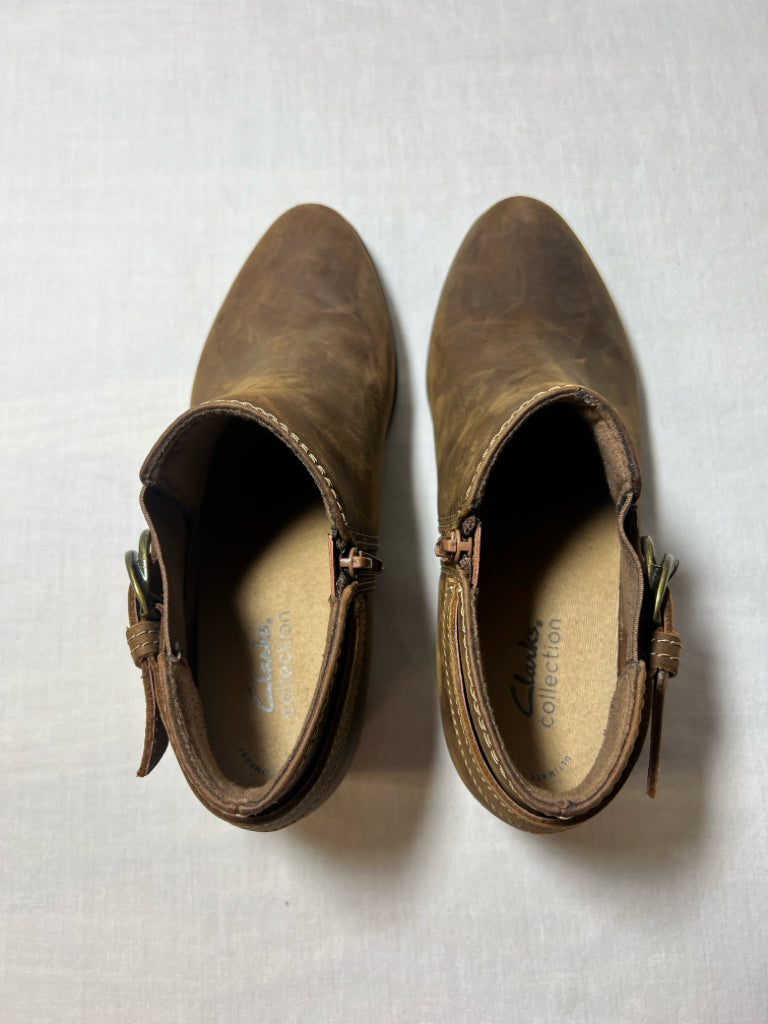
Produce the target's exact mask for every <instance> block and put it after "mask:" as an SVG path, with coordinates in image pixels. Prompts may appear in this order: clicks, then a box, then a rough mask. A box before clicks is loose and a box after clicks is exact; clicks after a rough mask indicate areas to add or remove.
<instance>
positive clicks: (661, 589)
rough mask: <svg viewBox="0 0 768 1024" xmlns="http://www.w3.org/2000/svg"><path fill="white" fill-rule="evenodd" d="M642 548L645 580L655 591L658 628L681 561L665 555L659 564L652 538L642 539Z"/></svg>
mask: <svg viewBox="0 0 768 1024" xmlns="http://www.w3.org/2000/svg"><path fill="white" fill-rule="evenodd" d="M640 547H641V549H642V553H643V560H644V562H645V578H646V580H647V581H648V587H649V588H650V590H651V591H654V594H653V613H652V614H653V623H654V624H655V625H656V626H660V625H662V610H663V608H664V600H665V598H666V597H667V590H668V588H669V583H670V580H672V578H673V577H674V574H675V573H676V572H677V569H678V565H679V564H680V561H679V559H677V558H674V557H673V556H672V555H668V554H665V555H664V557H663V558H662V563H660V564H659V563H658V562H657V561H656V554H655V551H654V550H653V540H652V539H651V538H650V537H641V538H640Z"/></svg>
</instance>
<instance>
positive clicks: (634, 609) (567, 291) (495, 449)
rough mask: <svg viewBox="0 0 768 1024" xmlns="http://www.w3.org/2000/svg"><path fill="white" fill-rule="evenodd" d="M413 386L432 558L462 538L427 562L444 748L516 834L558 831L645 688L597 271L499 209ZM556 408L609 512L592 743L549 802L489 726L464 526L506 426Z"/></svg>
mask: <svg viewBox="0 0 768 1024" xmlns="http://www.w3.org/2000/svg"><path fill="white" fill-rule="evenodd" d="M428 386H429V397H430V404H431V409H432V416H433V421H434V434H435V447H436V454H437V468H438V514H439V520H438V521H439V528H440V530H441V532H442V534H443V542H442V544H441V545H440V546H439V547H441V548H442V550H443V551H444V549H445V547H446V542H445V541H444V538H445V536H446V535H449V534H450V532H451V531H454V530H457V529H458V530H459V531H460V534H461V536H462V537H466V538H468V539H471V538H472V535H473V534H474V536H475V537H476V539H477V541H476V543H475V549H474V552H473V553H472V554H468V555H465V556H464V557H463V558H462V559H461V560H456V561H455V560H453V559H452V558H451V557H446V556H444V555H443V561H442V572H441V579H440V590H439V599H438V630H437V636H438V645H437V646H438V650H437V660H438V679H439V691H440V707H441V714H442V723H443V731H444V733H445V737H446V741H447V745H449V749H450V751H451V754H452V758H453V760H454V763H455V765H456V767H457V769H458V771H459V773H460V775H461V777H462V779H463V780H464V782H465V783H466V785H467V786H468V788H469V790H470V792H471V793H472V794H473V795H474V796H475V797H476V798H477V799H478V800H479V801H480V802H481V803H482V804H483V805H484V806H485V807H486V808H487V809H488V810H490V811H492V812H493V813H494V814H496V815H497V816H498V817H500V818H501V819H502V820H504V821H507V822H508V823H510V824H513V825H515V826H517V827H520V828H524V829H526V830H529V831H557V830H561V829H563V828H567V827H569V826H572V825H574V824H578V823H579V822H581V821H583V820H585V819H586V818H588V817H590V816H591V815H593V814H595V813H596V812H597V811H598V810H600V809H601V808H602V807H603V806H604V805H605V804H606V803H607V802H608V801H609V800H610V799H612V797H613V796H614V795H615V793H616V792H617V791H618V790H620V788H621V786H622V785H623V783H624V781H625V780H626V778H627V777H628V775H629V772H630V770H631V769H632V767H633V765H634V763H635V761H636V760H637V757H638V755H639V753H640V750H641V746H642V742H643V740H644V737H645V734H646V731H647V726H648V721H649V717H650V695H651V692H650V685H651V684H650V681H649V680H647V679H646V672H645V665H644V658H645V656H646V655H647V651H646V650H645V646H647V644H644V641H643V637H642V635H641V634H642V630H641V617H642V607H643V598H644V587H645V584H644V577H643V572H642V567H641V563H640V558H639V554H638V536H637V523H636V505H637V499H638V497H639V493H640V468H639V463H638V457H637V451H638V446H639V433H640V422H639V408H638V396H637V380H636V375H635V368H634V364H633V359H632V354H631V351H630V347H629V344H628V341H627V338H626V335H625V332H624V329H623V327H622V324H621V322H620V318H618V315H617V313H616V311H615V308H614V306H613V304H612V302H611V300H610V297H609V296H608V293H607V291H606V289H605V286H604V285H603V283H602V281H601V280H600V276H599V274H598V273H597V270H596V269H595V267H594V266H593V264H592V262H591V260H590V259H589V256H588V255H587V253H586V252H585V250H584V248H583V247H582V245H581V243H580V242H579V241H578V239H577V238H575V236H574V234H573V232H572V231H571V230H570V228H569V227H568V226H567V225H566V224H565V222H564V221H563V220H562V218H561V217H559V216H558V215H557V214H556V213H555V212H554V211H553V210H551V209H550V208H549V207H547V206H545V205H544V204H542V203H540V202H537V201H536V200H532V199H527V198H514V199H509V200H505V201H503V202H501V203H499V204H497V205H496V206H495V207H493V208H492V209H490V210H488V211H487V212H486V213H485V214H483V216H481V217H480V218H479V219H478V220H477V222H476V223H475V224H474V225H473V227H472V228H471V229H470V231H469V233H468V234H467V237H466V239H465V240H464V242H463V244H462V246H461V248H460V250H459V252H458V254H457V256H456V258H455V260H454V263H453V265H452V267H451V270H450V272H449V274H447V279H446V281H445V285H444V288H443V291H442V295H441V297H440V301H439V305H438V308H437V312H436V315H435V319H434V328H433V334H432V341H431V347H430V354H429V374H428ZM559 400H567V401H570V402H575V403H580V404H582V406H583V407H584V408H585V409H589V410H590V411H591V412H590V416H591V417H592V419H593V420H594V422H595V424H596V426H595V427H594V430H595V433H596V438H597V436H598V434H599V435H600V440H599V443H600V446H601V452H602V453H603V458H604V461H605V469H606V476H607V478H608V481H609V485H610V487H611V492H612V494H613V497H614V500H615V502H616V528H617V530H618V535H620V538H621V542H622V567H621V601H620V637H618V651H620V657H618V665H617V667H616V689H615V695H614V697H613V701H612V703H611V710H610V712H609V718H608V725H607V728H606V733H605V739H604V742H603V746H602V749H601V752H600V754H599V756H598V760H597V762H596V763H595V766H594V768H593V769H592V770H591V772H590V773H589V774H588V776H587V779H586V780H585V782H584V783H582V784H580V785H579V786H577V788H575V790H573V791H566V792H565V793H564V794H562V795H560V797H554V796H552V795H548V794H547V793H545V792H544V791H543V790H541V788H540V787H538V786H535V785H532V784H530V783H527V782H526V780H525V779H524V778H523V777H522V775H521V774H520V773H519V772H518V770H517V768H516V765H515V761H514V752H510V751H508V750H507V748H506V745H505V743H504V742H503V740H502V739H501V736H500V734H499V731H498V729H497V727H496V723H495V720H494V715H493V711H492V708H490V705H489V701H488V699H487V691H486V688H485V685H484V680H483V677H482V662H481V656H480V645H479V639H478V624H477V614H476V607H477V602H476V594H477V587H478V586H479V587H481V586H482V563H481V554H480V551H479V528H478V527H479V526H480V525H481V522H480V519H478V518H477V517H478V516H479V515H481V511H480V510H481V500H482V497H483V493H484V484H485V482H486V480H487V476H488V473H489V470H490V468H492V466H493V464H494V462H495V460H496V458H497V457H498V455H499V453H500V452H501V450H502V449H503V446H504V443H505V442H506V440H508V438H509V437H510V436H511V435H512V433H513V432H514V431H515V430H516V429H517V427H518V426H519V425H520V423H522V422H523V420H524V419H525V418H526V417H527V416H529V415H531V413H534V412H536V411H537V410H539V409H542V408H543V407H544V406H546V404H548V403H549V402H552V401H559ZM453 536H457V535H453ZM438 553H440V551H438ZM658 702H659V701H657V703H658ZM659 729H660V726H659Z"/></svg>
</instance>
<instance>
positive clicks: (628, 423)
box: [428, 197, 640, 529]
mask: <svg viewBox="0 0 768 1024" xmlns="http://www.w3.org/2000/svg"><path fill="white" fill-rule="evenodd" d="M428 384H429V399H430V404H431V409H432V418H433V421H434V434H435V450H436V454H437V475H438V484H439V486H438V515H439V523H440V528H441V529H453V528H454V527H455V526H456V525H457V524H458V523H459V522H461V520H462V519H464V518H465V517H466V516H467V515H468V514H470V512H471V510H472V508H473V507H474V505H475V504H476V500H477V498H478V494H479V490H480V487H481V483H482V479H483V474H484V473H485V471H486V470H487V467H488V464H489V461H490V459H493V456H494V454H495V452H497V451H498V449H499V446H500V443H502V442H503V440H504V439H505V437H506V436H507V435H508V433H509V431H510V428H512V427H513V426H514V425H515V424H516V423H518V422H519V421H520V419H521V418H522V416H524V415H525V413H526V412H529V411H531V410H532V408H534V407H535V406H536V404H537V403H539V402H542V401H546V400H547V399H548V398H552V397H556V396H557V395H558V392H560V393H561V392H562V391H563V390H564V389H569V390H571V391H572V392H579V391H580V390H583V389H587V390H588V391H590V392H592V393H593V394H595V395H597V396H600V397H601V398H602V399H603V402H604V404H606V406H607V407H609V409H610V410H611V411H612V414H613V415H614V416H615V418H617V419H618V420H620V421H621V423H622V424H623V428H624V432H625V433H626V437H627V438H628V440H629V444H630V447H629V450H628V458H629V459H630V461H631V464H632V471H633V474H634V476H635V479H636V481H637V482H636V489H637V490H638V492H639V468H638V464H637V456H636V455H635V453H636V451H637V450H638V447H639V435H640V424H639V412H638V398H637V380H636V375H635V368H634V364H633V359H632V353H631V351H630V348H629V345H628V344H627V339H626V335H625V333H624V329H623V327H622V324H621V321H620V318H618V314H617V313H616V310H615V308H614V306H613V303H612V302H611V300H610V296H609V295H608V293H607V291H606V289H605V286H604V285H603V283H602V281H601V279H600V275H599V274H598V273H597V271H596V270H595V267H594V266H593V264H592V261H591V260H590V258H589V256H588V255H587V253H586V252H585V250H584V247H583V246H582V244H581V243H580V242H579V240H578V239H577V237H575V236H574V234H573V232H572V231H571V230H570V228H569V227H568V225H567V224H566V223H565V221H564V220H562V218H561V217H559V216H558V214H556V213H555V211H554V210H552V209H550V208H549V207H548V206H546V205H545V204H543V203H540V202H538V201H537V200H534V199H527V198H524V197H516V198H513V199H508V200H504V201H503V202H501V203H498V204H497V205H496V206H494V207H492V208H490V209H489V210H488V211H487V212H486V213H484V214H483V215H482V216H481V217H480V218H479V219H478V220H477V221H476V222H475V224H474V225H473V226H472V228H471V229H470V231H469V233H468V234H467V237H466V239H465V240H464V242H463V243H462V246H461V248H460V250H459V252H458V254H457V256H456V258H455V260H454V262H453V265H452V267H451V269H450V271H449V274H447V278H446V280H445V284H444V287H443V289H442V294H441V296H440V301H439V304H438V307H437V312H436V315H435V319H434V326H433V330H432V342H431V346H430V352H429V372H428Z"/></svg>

◆ **Task prompt**:
Collect every line above that contains the word "clicks", and copy each of those lines in full.

◆ **Answer section**:
Produce the target's exact mask for every <instance> block and put it after "mask:" as an SVG path, with coordinates in image pixels. Prompts may appear in this order: clicks, then a box, then a rough mask. A box before clicks is loose and a box after clicks is exact; clicks after a rough mask indicate areas to add or remove.
positive clicks: (661, 589)
positive clicks: (634, 609) (567, 291) (495, 449)
positive clicks: (628, 423)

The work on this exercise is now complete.